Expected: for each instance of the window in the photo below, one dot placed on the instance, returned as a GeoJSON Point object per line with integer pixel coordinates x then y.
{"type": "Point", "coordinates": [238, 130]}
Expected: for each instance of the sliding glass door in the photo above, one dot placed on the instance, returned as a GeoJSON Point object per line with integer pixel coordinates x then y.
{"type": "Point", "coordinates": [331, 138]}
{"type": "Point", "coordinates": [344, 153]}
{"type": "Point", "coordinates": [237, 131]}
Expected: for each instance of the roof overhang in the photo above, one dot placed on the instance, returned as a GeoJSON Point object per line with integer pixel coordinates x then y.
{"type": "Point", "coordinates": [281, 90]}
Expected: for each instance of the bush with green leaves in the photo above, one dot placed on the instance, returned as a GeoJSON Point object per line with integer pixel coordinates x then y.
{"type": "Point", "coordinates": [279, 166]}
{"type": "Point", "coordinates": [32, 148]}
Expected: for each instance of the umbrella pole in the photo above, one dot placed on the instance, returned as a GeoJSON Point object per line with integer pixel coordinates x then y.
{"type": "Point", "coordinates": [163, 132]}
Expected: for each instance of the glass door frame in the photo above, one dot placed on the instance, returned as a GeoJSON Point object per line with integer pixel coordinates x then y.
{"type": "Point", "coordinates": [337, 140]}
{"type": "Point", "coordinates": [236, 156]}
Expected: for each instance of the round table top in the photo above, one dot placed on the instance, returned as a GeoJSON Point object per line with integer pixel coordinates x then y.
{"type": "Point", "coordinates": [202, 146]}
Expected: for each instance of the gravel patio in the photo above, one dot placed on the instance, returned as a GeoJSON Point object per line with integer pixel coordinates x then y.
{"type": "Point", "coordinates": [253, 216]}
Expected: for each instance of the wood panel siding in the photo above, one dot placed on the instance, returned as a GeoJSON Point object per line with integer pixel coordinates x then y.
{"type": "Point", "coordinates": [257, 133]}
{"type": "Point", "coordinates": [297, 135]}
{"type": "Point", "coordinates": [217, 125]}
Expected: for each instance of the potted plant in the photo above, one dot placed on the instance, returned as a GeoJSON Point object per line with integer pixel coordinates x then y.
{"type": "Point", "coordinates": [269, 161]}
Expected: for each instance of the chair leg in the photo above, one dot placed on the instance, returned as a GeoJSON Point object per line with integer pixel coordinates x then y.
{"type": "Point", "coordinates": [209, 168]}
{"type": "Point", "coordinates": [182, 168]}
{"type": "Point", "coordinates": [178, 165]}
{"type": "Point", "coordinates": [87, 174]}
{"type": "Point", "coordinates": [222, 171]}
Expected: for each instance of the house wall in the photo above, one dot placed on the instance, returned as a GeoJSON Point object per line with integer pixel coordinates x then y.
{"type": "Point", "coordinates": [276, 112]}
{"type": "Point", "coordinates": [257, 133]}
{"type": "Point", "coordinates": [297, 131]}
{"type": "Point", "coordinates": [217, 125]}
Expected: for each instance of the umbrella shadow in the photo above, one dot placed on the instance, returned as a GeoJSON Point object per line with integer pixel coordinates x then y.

• • • • •

PROBLEM —
The response should consist of every record above, reproduced exactly.

EXPECTED OUTPUT —
Expected: for each instance of the window in the photo below, one dot placed on the instance, returned as a GeoJSON Point object per line with integer pixel coordinates x then y.
{"type": "Point", "coordinates": [238, 130]}
Expected: for each instance of the sliding glass door in the photo above, one dot placed on the instance, returned as a GeoJSON Point object per line with integer pixel coordinates x then y.
{"type": "Point", "coordinates": [331, 138]}
{"type": "Point", "coordinates": [344, 153]}
{"type": "Point", "coordinates": [237, 131]}
Expected: for each instance of the roof overhang in the photo above, one dot placed on the instance, returned as a GeoJSON Point object per line with integer pixel coordinates x then y.
{"type": "Point", "coordinates": [281, 90]}
Expected: for each instance of the bush with green leaves in the photo above, one dot placed on the instance, returned as a GeoJSON Point object per line with integer pixel coordinates x then y.
{"type": "Point", "coordinates": [279, 166]}
{"type": "Point", "coordinates": [32, 148]}
Expected: for each instance of the umbrella pole in the photo above, one dot placed on the instance, returned as a GeoJSON Point object per line with integer pixel coordinates x then y.
{"type": "Point", "coordinates": [163, 132]}
Expected: for each instance of the glass door frame in the photo above, one dot placed on the instance, returned as a GeoJSON Point object per line with integer pixel coordinates x then y.
{"type": "Point", "coordinates": [337, 140]}
{"type": "Point", "coordinates": [236, 156]}
Expected: for each instance of the round table top in the photo above, one dot placed on the instance, returned as a GeoJSON Point object per line with integer pixel coordinates x then y.
{"type": "Point", "coordinates": [202, 146]}
Expected: for each instance of the gravel patio in the photo above, one dot placed on the instance, returned as a GeoJSON Point object per line with integer pixel coordinates x then y.
{"type": "Point", "coordinates": [253, 216]}
Expected: for each instance of the wood panel siding in the photo above, one dot placed on the instance, returned as a GeoJSON Point object per line with integer pixel coordinates x then y.
{"type": "Point", "coordinates": [257, 133]}
{"type": "Point", "coordinates": [297, 135]}
{"type": "Point", "coordinates": [217, 125]}
Expected: for each instance of the potted plant in the photo above, one dot placed on the instance, returned as a GeoJSON Point object per line with integer pixel coordinates x then y.
{"type": "Point", "coordinates": [269, 161]}
Expected: for each instance of the chair leg in the photo above, one dot placed on the instance, returned as a GeoJSON Point object per line with integer pixel coordinates x then y.
{"type": "Point", "coordinates": [209, 168]}
{"type": "Point", "coordinates": [182, 168]}
{"type": "Point", "coordinates": [178, 165]}
{"type": "Point", "coordinates": [87, 174]}
{"type": "Point", "coordinates": [222, 171]}
Expected: for each instance of the house wall in the photo above, one dot placed on the instance, returned as a GeoJSON Point object per line with integer pixel coordinates x then y.
{"type": "Point", "coordinates": [276, 112]}
{"type": "Point", "coordinates": [257, 133]}
{"type": "Point", "coordinates": [297, 131]}
{"type": "Point", "coordinates": [217, 125]}
Expected: for each instance of the umbrella shadow in the photo above, one dot placed on the instance, returned as a GeoJSON Point object per line with integer pixel coordinates x then y.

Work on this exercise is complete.